### DIRECTIONS FOR THIS TASK
Count the lines in the data below that contain the string "clicks" and reply with only that number.

─── EXERCISE INPUT

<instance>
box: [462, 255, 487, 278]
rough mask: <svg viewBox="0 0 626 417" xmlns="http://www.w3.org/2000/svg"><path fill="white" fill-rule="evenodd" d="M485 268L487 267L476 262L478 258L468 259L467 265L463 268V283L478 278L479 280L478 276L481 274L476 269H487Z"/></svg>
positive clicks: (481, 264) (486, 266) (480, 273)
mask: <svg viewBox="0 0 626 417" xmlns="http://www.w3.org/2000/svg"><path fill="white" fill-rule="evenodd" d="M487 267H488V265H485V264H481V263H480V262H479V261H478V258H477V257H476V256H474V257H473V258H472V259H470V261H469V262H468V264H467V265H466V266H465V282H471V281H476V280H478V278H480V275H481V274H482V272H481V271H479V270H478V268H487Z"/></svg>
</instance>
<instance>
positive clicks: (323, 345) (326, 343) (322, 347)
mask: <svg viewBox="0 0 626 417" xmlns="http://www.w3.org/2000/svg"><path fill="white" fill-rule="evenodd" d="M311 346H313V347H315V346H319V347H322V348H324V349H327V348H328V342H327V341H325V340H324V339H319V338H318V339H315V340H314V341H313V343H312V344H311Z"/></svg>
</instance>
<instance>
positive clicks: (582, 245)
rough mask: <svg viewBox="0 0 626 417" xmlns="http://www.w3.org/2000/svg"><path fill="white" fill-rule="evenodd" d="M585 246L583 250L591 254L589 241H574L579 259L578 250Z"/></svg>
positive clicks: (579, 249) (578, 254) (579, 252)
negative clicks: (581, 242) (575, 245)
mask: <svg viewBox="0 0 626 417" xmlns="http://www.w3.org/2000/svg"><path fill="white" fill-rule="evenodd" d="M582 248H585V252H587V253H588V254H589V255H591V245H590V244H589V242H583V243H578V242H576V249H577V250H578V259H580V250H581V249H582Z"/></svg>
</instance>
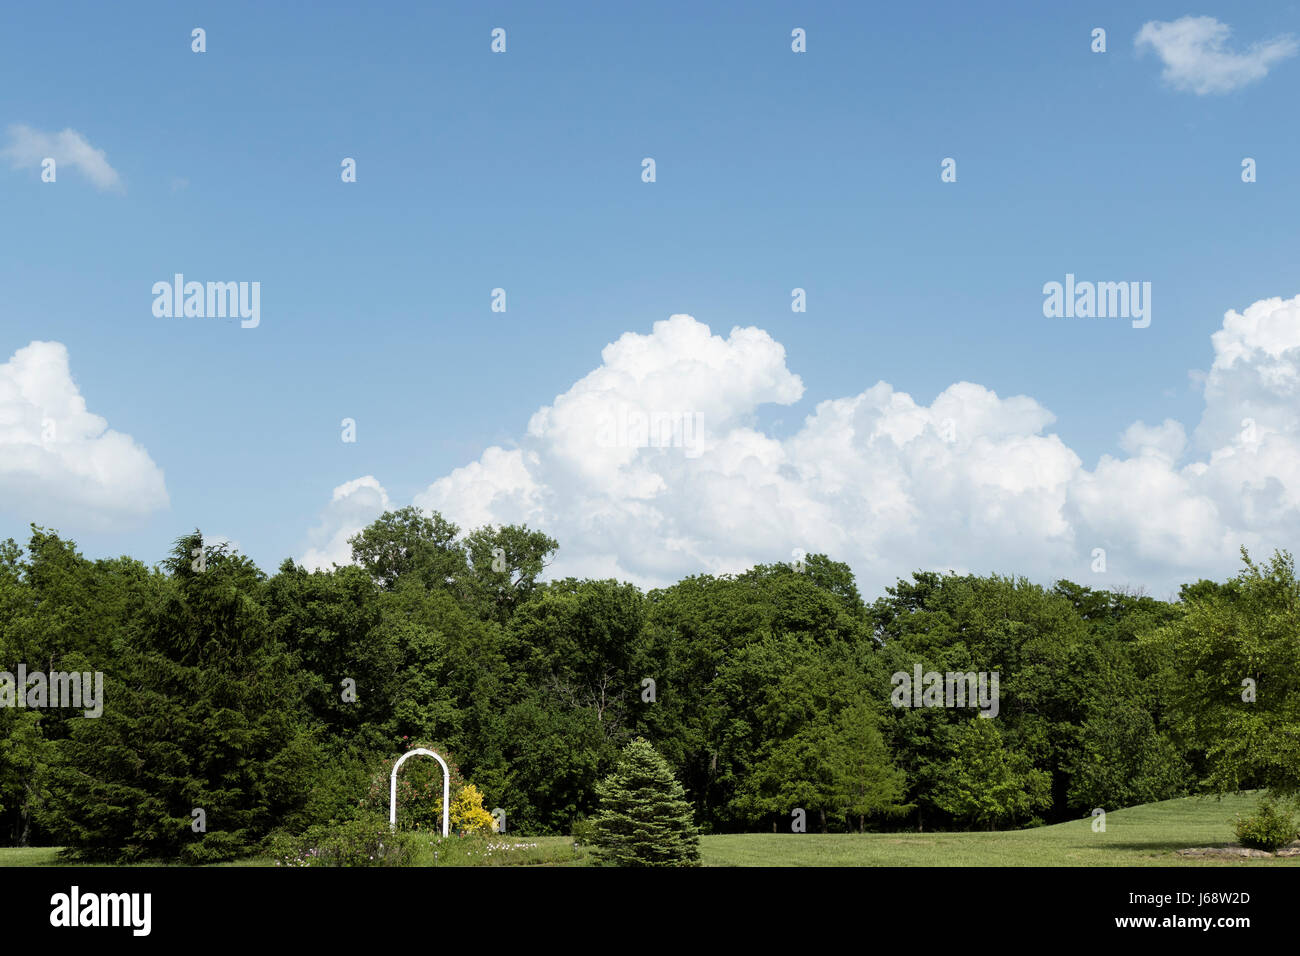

──────

### RESULT OF THIS TASK
5